Dataset items

************

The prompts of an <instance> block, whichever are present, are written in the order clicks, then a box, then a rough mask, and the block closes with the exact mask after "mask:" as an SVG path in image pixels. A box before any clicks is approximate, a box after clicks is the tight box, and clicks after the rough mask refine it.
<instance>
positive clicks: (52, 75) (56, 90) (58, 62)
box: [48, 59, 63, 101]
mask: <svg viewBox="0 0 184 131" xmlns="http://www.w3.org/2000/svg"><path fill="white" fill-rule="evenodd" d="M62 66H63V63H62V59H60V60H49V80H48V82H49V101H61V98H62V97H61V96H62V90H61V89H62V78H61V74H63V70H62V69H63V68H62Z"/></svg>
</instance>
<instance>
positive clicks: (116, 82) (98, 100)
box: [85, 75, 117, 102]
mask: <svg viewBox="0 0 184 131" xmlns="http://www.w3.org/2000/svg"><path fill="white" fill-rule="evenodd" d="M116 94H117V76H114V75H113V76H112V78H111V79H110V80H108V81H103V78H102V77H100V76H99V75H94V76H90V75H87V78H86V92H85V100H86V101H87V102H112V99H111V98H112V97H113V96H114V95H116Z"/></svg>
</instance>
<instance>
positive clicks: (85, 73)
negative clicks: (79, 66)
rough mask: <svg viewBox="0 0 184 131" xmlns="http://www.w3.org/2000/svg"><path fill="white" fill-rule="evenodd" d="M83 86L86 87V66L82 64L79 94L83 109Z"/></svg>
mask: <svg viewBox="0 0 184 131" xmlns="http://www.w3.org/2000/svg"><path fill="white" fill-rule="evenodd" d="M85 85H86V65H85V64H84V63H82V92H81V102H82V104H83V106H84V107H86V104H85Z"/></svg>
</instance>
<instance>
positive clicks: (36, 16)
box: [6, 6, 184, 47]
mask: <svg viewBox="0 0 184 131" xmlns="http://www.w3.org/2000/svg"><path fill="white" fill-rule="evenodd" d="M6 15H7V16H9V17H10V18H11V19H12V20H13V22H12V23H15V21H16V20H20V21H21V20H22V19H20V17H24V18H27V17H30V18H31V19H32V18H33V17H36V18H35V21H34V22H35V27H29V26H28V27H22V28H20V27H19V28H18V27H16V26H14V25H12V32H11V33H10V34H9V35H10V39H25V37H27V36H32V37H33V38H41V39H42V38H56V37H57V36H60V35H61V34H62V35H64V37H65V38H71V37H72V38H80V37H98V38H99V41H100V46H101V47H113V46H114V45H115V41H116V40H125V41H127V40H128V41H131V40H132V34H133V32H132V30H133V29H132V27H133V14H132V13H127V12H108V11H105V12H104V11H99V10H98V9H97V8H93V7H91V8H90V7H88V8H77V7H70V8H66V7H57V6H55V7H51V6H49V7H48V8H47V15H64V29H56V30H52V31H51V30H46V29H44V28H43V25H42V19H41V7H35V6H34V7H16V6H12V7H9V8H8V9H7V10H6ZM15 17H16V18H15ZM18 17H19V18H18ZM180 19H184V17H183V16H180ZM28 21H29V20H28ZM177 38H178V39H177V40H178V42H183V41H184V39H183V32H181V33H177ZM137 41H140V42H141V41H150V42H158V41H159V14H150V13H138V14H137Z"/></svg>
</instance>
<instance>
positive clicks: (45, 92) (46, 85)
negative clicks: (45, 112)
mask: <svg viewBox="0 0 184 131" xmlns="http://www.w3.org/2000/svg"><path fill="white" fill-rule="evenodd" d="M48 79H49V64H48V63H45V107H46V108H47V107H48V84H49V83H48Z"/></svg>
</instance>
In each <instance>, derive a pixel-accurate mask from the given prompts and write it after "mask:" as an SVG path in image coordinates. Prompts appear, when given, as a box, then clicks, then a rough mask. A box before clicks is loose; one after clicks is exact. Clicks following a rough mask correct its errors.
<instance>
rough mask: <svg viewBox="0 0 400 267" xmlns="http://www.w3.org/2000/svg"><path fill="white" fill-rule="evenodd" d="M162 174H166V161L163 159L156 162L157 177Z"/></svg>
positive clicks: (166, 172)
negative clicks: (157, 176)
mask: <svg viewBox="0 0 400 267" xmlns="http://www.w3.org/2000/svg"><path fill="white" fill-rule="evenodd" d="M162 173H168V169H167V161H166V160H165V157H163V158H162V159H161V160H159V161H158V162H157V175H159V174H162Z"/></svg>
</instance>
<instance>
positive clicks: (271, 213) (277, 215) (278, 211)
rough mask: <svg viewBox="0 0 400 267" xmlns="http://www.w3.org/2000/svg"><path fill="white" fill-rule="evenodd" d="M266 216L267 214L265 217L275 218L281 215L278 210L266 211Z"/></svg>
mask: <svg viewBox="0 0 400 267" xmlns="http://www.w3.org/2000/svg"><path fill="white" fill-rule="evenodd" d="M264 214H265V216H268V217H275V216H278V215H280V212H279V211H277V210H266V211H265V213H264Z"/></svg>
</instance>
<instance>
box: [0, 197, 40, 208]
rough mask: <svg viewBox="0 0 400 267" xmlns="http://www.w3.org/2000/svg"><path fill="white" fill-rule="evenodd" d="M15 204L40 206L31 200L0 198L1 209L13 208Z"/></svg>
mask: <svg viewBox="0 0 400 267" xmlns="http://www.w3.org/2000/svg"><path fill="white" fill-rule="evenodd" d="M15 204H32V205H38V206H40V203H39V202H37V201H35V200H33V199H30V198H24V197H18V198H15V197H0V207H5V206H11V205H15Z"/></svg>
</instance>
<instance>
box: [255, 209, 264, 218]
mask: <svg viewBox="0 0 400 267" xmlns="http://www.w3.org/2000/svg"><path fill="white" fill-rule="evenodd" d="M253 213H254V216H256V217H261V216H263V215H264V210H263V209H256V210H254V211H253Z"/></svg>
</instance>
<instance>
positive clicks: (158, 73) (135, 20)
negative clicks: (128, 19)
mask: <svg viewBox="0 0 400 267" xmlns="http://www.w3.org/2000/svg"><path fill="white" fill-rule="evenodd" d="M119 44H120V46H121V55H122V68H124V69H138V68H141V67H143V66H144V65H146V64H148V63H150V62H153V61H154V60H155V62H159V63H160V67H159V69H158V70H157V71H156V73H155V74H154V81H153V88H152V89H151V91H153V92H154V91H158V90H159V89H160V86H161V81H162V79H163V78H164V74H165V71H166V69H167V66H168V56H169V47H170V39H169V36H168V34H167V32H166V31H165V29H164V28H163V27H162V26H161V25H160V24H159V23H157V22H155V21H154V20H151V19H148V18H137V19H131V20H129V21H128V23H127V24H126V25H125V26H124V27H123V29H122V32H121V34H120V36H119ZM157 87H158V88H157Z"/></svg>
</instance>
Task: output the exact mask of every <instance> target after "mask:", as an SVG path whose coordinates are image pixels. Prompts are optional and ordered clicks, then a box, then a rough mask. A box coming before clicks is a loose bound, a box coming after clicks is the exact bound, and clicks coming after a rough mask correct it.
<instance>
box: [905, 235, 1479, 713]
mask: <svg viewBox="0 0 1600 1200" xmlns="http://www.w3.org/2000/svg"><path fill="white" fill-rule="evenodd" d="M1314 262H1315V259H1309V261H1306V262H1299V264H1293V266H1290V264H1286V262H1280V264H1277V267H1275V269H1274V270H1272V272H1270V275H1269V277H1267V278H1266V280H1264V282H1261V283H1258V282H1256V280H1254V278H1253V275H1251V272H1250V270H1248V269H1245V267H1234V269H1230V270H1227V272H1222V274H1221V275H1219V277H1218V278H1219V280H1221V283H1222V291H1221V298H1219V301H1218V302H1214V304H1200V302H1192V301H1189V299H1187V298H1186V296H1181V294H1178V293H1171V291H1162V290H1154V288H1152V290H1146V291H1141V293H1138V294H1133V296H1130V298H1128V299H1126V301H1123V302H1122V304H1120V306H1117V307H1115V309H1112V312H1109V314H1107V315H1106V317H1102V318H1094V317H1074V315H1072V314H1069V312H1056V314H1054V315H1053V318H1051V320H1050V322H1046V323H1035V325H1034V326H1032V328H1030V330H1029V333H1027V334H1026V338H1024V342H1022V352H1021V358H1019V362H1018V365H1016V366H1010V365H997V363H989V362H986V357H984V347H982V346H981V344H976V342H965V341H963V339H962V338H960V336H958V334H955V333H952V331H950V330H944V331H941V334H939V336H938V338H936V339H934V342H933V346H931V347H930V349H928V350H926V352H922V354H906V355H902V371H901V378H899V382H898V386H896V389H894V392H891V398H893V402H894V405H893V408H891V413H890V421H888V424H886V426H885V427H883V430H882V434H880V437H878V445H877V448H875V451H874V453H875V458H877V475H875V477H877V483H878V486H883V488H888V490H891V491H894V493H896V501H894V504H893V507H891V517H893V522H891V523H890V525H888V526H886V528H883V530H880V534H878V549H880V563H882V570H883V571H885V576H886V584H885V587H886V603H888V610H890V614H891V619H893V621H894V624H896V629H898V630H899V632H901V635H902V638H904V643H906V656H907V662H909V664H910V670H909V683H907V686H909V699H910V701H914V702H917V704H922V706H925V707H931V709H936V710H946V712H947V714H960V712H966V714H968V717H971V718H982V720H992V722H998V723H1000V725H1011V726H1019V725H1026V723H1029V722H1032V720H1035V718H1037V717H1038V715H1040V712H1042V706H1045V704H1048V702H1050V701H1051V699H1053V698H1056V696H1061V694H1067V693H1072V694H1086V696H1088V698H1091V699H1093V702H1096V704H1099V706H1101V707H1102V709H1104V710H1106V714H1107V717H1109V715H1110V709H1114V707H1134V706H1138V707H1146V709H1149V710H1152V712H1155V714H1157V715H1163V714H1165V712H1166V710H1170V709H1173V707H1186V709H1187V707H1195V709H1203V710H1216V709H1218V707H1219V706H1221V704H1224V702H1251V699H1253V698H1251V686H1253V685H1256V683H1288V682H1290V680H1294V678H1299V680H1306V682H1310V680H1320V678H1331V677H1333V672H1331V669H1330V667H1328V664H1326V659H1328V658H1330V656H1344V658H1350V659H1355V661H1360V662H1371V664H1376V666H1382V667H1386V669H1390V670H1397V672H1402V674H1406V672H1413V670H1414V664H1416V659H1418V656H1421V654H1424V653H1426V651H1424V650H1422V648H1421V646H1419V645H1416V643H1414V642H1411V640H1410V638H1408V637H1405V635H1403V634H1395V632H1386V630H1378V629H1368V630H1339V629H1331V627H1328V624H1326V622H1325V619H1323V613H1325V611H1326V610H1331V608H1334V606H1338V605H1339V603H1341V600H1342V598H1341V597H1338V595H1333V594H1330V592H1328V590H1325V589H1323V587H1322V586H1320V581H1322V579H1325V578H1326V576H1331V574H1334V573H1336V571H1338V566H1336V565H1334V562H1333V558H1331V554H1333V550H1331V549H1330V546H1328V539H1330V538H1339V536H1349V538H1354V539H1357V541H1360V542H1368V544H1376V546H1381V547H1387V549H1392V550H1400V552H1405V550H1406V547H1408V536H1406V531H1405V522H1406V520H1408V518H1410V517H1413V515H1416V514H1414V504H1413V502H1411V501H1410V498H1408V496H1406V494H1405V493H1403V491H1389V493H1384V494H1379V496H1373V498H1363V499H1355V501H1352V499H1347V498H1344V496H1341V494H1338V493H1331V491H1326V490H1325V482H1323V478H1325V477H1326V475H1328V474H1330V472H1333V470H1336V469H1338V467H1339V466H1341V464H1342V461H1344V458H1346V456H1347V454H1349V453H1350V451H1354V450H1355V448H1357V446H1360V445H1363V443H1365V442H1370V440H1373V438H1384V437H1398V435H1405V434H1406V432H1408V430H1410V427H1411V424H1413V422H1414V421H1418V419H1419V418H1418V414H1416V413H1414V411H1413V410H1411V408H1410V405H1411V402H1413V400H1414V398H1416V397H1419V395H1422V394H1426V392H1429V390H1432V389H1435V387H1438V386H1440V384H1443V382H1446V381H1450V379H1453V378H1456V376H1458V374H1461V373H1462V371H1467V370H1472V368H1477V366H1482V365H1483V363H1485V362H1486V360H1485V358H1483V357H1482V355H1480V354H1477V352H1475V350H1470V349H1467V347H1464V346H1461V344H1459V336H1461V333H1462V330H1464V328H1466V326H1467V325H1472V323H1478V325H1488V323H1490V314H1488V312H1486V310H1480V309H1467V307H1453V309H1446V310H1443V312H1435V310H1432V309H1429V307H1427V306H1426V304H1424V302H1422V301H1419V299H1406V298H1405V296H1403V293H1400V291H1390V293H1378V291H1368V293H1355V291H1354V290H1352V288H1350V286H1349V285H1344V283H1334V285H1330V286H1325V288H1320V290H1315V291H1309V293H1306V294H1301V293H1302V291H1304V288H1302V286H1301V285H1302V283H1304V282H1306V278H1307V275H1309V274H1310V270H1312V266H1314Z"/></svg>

************

Scan the entries for lines holding the string "positive", then copy every one of them.

■ **RESPONSE TO THIS TASK**
positive clicks: (52, 75) (56, 90) (58, 62)
positive clicks: (116, 82) (98, 100)
positive clicks: (85, 73)
positive clicks: (36, 16)
positive clicks: (45, 92) (46, 85)
positive clicks: (166, 172)
positive clicks: (271, 213) (277, 215) (278, 211)
positive clicks: (158, 73) (135, 20)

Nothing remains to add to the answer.